Records from a data source:
::::

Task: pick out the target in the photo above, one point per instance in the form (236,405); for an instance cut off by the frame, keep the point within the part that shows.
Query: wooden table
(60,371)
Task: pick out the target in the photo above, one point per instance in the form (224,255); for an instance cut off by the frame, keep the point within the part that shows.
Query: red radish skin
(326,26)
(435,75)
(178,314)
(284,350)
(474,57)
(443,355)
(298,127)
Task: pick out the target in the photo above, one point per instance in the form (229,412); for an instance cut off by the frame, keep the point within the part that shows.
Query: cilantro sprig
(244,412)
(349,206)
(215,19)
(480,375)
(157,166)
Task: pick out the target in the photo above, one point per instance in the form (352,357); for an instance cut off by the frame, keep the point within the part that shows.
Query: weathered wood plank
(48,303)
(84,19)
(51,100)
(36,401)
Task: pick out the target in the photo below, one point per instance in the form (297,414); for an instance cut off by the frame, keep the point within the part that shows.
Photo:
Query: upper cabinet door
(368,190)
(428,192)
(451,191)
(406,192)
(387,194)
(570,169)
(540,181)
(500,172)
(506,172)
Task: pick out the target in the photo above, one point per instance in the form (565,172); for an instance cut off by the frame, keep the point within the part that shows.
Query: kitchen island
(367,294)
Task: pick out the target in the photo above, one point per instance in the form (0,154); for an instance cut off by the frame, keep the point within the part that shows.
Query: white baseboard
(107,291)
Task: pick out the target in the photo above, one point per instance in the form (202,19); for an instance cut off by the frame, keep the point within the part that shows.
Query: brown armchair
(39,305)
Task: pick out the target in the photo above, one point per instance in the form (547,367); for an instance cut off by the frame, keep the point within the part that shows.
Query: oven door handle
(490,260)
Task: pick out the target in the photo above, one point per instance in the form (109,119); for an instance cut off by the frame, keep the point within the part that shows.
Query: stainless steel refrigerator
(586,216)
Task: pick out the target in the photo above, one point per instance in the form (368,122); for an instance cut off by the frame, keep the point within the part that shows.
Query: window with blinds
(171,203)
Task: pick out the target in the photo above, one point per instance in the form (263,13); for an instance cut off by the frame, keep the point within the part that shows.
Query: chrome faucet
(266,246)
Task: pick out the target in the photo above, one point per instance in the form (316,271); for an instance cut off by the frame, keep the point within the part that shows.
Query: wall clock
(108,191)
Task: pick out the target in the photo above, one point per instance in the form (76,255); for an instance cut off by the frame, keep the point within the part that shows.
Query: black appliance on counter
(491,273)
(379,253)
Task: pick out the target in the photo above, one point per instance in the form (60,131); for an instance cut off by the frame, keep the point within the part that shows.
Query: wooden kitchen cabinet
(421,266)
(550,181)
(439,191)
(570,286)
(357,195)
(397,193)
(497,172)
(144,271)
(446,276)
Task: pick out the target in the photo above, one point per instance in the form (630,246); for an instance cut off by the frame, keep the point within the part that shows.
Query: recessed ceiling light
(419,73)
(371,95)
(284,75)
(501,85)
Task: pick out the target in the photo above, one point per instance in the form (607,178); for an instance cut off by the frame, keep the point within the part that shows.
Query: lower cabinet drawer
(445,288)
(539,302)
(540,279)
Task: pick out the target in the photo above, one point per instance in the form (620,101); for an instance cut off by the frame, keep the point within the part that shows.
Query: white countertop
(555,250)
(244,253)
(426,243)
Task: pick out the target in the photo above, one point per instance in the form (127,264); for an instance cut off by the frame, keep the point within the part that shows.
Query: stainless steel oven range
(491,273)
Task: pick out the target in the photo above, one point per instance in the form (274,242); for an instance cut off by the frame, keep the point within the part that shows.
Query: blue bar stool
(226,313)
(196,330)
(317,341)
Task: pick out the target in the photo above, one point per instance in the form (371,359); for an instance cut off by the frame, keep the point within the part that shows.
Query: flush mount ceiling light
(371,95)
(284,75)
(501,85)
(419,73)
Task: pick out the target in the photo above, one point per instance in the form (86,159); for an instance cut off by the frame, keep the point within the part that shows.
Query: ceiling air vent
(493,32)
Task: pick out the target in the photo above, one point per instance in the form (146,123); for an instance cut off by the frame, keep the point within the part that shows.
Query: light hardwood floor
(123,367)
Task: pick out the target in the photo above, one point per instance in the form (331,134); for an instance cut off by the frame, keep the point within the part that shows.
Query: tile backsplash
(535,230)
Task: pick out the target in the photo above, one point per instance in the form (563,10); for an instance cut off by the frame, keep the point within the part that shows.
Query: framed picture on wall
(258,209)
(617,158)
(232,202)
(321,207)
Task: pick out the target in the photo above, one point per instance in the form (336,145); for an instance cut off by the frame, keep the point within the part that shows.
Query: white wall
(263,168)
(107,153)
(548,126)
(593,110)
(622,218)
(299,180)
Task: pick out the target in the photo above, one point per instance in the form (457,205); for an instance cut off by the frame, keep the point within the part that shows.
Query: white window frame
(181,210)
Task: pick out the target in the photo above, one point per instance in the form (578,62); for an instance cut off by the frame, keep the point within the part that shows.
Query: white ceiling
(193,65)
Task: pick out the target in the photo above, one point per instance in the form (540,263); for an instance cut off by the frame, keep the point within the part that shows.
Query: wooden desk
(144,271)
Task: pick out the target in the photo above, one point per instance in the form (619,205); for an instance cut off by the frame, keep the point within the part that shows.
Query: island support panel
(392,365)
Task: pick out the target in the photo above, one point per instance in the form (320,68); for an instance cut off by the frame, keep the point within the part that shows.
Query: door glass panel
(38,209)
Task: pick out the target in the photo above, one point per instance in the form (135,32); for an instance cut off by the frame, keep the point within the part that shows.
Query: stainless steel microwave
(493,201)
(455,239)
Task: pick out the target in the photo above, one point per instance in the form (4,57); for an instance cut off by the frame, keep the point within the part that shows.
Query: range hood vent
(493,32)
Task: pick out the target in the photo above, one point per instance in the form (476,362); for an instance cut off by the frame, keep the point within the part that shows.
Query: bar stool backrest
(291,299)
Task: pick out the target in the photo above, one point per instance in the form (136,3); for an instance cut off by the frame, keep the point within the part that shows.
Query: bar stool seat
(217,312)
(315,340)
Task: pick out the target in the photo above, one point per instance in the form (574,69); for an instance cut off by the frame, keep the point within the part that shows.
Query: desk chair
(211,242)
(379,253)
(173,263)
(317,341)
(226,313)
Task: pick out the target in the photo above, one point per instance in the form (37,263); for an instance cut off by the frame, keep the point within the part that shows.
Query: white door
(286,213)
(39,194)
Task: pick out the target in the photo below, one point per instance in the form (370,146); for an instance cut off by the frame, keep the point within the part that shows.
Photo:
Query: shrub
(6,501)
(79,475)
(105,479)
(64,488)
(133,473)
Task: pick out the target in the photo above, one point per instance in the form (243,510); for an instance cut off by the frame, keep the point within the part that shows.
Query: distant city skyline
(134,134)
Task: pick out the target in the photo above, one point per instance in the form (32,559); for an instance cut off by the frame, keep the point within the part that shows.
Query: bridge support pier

::::

» Task to carry out:
Rewrite every line from the one holding "the form (370,146);" through the end of the items, inclusive, with each answer coordinate shifted up by 145. Keep all other text as it is, including the sample pairs in the lines that begin "Task:".

» Right answer:
Task: pick out the target in the photo below, one point per instance in the form (370,146); for an instance cut off by the frame, keep the point within the part that shows.
Photo:
Query: shrub
(151,646)
(224,620)
(250,624)
(209,633)
(278,618)
Task: pick out the target in the photo above, one point per instance in the form (243,510); for an instance cut off by the frame, keep the point within the part that shows.
Query: distant city skyline
(279,279)
Task: pick out the target in the photo above, one point per instance in the form (32,559); for an instance cut off by the frame, keep the point within the part that shows.
Query: bridge support pier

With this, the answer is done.